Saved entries

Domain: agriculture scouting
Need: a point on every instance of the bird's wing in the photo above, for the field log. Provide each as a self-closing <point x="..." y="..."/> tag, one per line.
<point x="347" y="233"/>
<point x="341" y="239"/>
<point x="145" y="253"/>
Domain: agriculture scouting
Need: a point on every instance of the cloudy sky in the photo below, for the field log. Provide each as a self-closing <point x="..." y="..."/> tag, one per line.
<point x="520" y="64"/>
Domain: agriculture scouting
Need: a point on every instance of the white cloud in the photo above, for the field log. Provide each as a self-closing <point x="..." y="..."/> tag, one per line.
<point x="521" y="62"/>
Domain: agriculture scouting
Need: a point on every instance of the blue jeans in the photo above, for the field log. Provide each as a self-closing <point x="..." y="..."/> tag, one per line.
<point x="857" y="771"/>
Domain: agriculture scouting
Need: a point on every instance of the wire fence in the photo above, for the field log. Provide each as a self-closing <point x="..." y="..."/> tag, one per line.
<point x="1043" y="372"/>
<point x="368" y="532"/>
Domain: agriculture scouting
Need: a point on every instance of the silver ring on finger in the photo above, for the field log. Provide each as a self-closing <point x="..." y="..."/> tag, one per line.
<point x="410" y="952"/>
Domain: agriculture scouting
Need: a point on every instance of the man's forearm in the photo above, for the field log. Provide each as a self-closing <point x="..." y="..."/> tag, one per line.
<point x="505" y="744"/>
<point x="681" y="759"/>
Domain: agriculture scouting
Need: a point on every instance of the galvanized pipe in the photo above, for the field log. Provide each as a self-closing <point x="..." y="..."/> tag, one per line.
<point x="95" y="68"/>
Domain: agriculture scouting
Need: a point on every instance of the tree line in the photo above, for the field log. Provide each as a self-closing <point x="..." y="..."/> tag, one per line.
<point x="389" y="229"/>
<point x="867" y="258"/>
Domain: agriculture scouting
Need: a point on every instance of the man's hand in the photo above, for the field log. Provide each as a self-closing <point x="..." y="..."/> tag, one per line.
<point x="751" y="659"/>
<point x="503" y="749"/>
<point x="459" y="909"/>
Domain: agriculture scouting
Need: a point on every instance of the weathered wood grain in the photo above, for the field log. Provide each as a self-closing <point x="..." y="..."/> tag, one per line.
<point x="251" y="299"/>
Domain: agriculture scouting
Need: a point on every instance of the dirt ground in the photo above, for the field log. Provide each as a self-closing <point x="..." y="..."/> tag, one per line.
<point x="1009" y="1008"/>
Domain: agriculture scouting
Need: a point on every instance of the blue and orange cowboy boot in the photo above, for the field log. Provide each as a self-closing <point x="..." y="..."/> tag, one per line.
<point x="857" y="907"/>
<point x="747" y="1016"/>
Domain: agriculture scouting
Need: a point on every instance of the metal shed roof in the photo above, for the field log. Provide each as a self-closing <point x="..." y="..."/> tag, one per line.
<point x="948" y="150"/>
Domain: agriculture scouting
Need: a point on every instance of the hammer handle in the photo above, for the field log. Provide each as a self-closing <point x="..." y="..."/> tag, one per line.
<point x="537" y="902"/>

▸ **Given problem**
Extract every line from the items above that contains the word "blue".

▸ **Written response**
Need: a point on every instance of the blue jeans in the photo above, for the field log. Provide each as a self-closing <point x="..." y="..."/> tag, one per line.
Need: a point on every instance of the blue and orange cowboy boot in the photo above, for the field log. Provide each as a self-closing <point x="..." y="..."/> tag, one per line.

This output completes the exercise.